** Start Given entries **
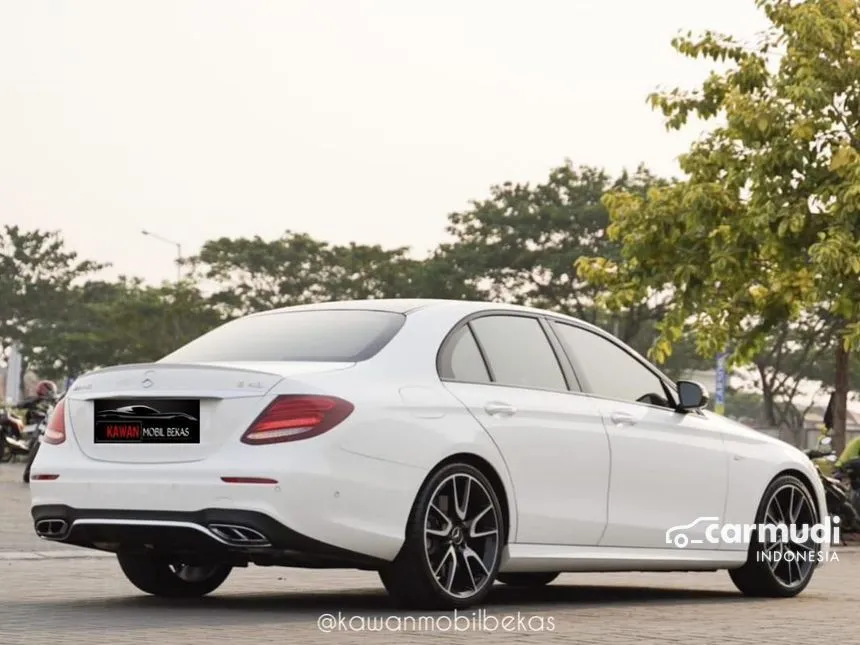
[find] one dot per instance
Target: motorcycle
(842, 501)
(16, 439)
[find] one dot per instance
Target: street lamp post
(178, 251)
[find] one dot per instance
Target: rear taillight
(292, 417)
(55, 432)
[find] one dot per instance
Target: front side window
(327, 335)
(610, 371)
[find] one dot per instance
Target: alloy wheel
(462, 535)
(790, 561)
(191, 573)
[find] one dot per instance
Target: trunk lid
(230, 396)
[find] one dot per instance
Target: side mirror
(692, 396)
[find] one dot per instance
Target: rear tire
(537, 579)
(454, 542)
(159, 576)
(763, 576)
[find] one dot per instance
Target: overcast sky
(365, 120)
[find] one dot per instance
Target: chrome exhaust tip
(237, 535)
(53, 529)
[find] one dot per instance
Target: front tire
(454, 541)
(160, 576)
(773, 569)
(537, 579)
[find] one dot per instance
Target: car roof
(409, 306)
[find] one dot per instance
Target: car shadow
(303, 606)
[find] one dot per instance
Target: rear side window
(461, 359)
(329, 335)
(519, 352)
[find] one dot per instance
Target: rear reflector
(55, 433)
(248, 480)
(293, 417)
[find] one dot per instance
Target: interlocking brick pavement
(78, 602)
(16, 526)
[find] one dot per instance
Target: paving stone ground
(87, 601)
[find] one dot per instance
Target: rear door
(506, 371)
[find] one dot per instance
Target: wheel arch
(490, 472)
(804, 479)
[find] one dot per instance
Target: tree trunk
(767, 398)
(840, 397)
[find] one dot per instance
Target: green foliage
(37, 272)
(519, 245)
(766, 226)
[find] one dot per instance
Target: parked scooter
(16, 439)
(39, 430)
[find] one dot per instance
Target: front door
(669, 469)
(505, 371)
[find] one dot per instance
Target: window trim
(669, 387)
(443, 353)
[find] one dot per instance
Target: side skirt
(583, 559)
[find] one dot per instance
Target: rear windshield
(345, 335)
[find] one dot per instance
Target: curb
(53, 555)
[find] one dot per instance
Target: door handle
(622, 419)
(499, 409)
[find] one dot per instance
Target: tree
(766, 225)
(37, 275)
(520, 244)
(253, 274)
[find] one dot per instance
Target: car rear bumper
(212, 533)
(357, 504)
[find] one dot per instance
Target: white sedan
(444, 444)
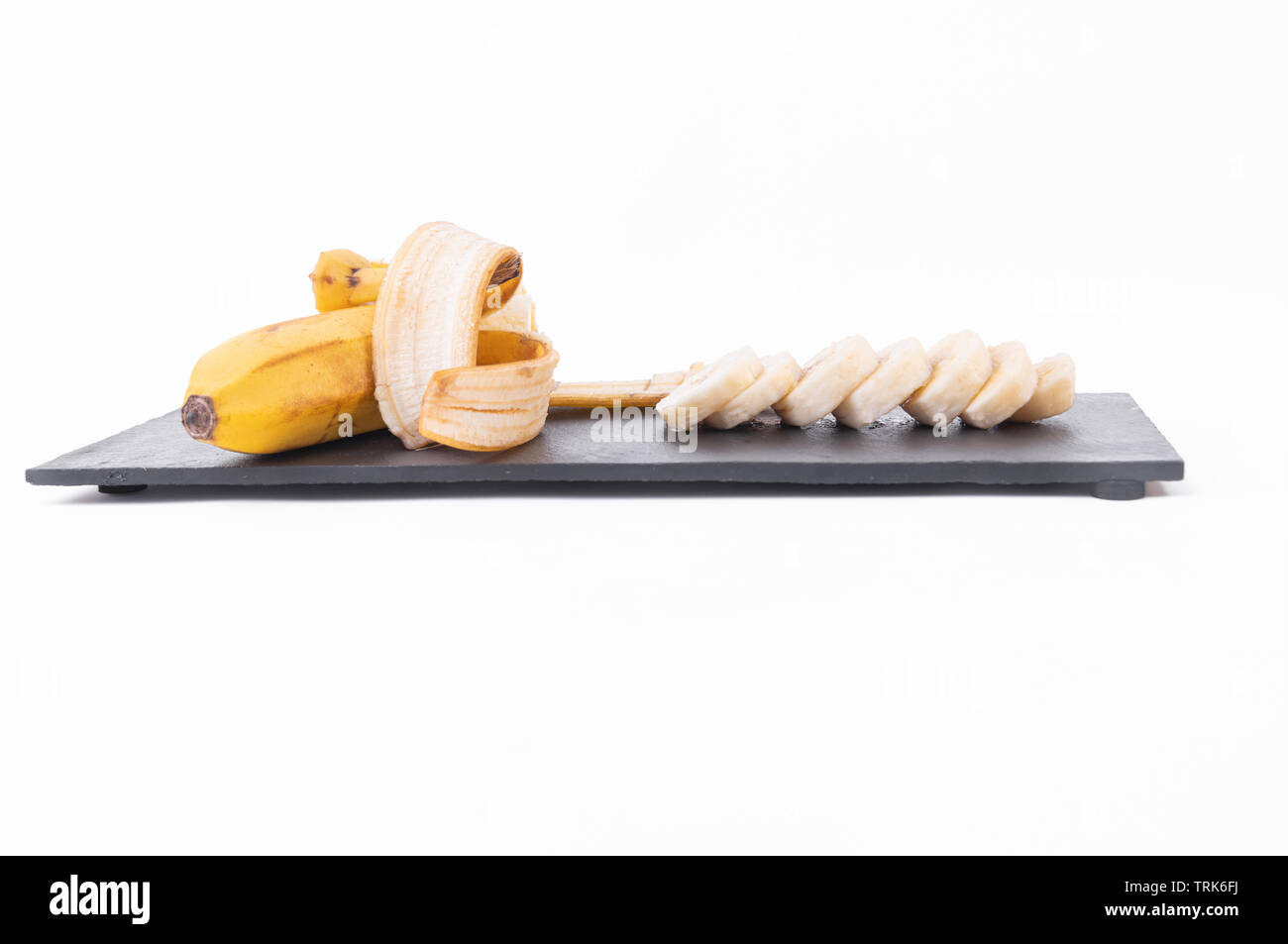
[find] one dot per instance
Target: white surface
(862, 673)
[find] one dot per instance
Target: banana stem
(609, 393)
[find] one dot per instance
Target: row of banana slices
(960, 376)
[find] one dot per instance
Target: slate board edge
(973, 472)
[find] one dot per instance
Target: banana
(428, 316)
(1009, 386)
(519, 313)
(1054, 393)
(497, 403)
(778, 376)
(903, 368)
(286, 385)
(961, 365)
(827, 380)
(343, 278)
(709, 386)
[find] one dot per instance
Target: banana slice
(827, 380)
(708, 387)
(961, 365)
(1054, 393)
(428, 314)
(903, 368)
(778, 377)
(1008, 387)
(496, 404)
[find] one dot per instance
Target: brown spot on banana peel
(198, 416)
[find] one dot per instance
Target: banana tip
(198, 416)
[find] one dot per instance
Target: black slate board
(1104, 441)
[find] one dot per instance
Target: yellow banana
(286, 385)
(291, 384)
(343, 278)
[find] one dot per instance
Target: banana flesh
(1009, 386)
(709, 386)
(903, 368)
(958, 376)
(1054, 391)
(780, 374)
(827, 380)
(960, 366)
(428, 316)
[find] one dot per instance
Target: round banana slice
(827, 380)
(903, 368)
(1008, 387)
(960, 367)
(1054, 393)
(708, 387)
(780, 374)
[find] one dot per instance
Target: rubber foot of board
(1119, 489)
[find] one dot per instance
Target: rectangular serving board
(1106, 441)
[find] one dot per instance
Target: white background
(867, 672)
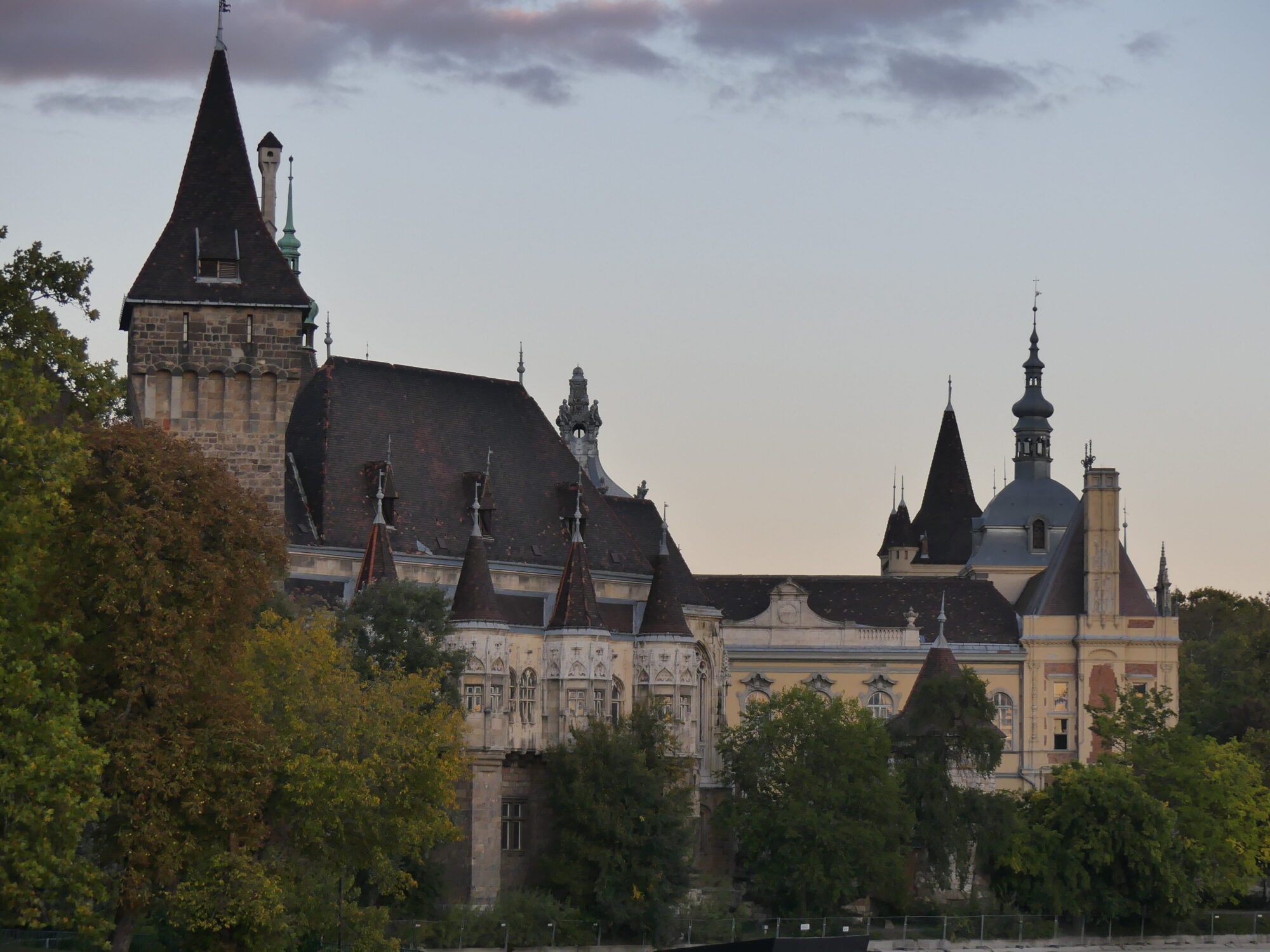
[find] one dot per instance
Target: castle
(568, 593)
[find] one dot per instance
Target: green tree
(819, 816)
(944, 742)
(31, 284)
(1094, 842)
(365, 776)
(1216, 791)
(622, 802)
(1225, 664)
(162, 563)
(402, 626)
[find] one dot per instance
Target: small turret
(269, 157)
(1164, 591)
** End Given entries **
** Start Given entries **
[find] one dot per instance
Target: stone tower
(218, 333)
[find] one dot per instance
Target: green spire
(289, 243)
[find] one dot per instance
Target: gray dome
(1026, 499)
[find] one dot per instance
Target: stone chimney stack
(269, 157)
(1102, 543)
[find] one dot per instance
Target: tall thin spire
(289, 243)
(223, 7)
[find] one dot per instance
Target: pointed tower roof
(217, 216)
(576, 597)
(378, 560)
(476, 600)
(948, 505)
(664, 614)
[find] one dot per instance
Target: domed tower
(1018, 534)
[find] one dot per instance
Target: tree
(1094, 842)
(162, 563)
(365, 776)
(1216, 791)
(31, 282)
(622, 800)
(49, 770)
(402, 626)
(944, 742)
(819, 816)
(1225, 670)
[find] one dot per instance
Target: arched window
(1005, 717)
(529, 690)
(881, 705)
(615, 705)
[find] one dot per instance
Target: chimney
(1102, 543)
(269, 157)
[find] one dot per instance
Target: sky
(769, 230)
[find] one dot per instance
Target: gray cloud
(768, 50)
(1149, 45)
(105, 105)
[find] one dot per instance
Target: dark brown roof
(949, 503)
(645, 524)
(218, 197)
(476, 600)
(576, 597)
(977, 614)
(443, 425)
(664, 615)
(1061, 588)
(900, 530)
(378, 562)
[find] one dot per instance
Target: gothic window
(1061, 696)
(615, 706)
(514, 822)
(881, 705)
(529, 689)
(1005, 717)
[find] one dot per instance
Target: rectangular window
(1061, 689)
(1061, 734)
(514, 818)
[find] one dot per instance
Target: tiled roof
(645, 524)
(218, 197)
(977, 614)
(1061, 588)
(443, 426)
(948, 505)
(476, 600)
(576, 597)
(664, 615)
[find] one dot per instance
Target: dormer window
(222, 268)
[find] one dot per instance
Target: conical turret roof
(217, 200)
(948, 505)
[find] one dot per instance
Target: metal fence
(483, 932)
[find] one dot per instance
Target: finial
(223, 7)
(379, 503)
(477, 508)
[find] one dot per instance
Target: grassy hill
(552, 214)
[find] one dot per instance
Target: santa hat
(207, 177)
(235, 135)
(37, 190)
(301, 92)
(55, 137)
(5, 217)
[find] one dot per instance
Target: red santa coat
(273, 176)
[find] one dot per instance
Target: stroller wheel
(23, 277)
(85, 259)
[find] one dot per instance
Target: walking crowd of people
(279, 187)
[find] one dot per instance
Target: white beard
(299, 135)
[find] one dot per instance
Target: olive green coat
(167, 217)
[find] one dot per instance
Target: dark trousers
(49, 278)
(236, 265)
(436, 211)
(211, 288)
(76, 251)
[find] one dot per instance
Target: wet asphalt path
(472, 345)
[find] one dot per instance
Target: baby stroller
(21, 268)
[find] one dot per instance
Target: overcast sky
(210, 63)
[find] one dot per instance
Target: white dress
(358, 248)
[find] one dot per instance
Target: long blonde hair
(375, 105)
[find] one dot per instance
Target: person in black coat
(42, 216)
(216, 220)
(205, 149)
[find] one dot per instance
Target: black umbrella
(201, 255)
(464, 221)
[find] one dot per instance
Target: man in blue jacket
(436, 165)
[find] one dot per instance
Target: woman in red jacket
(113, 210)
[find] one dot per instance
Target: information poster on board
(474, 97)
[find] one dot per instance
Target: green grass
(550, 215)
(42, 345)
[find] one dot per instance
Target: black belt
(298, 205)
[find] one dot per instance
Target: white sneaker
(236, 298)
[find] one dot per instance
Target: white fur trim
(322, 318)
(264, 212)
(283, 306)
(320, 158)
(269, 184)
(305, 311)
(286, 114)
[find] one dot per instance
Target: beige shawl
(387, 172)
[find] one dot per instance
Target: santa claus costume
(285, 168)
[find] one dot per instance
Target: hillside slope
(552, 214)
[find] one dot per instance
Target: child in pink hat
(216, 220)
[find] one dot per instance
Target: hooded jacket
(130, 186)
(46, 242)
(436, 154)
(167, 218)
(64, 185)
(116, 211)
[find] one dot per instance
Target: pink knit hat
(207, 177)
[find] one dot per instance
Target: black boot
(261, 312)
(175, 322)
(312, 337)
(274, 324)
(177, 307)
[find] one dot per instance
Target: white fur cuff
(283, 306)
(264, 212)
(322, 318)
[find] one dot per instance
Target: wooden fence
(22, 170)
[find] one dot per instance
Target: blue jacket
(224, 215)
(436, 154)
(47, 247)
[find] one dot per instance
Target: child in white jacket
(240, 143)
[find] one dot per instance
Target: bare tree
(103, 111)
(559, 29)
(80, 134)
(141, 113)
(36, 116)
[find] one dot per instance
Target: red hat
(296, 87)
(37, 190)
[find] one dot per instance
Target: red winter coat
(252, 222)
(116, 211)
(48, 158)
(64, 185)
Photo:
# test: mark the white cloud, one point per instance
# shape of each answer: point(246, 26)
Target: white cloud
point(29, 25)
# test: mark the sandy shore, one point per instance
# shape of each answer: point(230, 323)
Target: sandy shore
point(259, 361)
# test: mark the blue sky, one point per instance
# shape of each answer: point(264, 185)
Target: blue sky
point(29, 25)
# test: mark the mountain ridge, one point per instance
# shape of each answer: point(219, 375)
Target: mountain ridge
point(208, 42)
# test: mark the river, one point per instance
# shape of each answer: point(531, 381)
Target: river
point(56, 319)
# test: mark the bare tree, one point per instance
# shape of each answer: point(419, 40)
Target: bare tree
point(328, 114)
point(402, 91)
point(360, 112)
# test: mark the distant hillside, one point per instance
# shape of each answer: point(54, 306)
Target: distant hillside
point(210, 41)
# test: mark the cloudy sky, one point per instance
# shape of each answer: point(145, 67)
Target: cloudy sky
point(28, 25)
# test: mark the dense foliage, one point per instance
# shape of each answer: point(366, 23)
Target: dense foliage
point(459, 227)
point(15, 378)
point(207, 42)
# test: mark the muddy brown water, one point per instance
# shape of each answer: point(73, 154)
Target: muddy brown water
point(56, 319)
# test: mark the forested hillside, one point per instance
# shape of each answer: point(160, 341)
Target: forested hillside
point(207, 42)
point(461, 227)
** End Given entries **
> [Your objective] Copy out the records above word for word, everything from the line containing "# test: mark the sandy" down to the line containing "point(461, 227)", both included.

> [Complete response]
# test: mark the sandy shore, one point per instance
# shape of each answer: point(230, 323)
Target: sandy shore
point(259, 361)
# test: mark the blue sky, one point per instance
# shape of each answer: point(264, 185)
Target: blue sky
point(29, 25)
# test: mark the mountain ridge, one point per instance
# shape of each answer: point(219, 375)
Target: mountain ridge
point(208, 42)
# test: mark the river, one point per instance
# shape of each answer: point(531, 381)
Target: river
point(56, 319)
# test: mark the bare tree, one point per instance
# shape of each answer: point(419, 40)
Target: bare tree
point(328, 114)
point(402, 91)
point(360, 112)
# test: mark the distant hillside, one point per instance
# shape of each answer: point(54, 306)
Target: distant hillside
point(210, 41)
# test: mark the cloudy sky, one point per instance
# shape of each answer: point(145, 67)
Target: cloudy sky
point(28, 25)
# test: mark the dense foliage, one point per instance
# shape of each answer: point(366, 23)
Target: dense foliage
point(459, 227)
point(15, 378)
point(207, 42)
# test: mark the muddy brown water, one point per instance
# shape of each answer: point(73, 154)
Target: muddy brown water
point(56, 319)
# test: mark the forested hillside, one point per instance
# shape of each answer: point(160, 341)
Target: forested hillside
point(207, 42)
point(461, 227)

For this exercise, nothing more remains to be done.